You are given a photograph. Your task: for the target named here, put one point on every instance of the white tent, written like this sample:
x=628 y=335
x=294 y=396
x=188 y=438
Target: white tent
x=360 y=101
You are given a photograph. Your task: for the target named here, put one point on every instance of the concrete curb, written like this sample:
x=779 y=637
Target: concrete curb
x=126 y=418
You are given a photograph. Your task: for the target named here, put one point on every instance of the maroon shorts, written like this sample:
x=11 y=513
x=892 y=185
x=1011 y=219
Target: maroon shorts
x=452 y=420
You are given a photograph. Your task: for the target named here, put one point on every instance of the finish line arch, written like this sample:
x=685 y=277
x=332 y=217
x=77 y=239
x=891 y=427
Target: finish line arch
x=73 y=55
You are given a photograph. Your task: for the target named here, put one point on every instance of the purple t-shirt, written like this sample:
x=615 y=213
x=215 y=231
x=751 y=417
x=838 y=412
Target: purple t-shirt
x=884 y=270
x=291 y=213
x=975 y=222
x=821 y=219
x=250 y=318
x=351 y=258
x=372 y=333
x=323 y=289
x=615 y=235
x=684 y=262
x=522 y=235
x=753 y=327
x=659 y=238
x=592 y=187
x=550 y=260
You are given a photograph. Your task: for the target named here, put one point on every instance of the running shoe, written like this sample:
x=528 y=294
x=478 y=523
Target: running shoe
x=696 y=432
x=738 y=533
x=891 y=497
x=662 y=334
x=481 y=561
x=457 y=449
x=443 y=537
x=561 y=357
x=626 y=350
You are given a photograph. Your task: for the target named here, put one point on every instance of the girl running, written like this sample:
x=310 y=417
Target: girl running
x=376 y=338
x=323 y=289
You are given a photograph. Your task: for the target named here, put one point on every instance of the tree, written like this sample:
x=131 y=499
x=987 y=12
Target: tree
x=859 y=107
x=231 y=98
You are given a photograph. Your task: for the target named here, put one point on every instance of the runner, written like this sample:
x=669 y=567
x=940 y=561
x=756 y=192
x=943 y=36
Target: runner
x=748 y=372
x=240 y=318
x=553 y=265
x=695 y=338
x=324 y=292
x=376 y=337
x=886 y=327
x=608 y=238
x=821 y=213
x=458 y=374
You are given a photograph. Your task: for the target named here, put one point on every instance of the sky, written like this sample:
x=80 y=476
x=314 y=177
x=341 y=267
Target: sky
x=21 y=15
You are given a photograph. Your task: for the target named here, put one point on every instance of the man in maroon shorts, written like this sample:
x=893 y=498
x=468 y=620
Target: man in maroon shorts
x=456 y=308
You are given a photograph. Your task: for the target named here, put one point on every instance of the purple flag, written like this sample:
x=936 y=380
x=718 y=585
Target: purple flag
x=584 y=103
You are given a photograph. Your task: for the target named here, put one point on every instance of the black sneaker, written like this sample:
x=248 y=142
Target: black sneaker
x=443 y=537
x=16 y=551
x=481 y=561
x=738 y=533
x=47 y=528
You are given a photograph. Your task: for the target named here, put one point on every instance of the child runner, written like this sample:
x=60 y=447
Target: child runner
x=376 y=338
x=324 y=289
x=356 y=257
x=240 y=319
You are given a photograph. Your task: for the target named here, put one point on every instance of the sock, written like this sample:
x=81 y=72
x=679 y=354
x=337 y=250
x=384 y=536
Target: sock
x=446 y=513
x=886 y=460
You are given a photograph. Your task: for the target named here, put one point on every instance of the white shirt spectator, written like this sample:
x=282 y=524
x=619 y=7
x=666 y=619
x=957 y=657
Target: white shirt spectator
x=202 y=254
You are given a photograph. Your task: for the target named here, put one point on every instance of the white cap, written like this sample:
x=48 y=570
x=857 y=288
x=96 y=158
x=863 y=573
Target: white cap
+--
• DIRECTIONS FOR THIS TASK:
Could you copy every line above, word for word and in the same order?

• WRITTEN RESPONSE:
You are given a photograph. Your task: for the target named here, put one point on every instance of the white tent, written like this sample:
x=628 y=335
x=294 y=396
x=188 y=438
Target: white tent
x=360 y=101
You are given a photograph. Your task: for the target named here, put one point on every instance of the concrete curb, written like this sample:
x=779 y=637
Target: concrete curb
x=126 y=418
You are given a photograph. Your task: for the target named here, put one point on every instance of the maroon shorts, written like this sample:
x=11 y=513
x=892 y=185
x=1011 y=219
Target: maroon shorts
x=452 y=420
You are given a photograph. Your task: for the target named here, put one point on every instance of the finish line arch, written like this sample:
x=685 y=277
x=332 y=217
x=77 y=239
x=891 y=427
Target: finish line arch
x=73 y=55
You are given a photograph. Your task: for the target named here, put one point on every instance of the purple t-shirt, written like this sample:
x=615 y=213
x=215 y=231
x=751 y=417
x=838 y=412
Target: purple t-shirt
x=884 y=270
x=291 y=213
x=975 y=222
x=821 y=219
x=250 y=318
x=351 y=258
x=372 y=333
x=323 y=289
x=615 y=235
x=684 y=262
x=522 y=235
x=753 y=327
x=659 y=238
x=592 y=187
x=550 y=260
You are given a photograph. Your task: for the target named here, put one point on every instance of the running shoe, written like this sample:
x=528 y=294
x=478 y=523
Target: running shoe
x=696 y=432
x=738 y=533
x=891 y=497
x=662 y=334
x=481 y=561
x=457 y=449
x=443 y=537
x=561 y=357
x=626 y=350
You are given a photograph. Your task: for the target named here, put one point on every instance of the girl running, written like this sample:
x=310 y=417
Target: girl running
x=376 y=338
x=323 y=289
You are given a photograph. Your task: for the target named here, put one point on every instance of the tree, written like this sample:
x=131 y=499
x=987 y=12
Target: tree
x=859 y=107
x=231 y=98
You are given a photograph. Your task: for the target named here, put one point on every instance of the runner, written like this sample:
x=669 y=567
x=940 y=561
x=756 y=192
x=943 y=36
Target: runner
x=748 y=372
x=240 y=318
x=553 y=265
x=695 y=338
x=324 y=292
x=376 y=337
x=886 y=327
x=608 y=238
x=821 y=213
x=458 y=374
You are given a photograph. Your task: for the target named here, put one point on every instance of the sky, written like this sample:
x=80 y=476
x=314 y=177
x=341 y=267
Target: sky
x=21 y=15
You are given a photograph. Your task: for the target named here, put one point on every instance of the man in maroon shorts, written like this sample:
x=893 y=498
x=468 y=620
Target: man in maroon shorts
x=456 y=308
You are given a photograph. Your task: for the target named here, put one point on every instance of the purple flag, written like this sample:
x=936 y=380
x=718 y=585
Target: purple flag
x=584 y=103
You are given a photograph. Your task: for the target named here, put one point on every instance of the black sneaker, written like this sample:
x=248 y=142
Target: black sneaker
x=443 y=537
x=16 y=551
x=481 y=561
x=738 y=533
x=47 y=528
You are given a photograph. Your task: for the target named here, put one point on every instance of the child runner, written like this sample:
x=60 y=447
Target: child runner
x=376 y=338
x=324 y=289
x=356 y=257
x=240 y=319
You are given a photograph. Your task: for the target named here, put one point on every instance of the sock, written like this sample:
x=81 y=72
x=679 y=354
x=337 y=250
x=384 y=536
Target: sock
x=446 y=513
x=886 y=460
You are given a photograph. Your task: for the target named here, put one point on every instance of the white shirt spectator, written like this sample:
x=282 y=524
x=619 y=7
x=666 y=619
x=957 y=657
Target: white shirt spectator
x=202 y=254
You are given a photograph. Your task: for the target named here, put one point on every instance of the white cap, written like this sample:
x=48 y=570
x=857 y=288
x=96 y=158
x=863 y=573
Target: white cap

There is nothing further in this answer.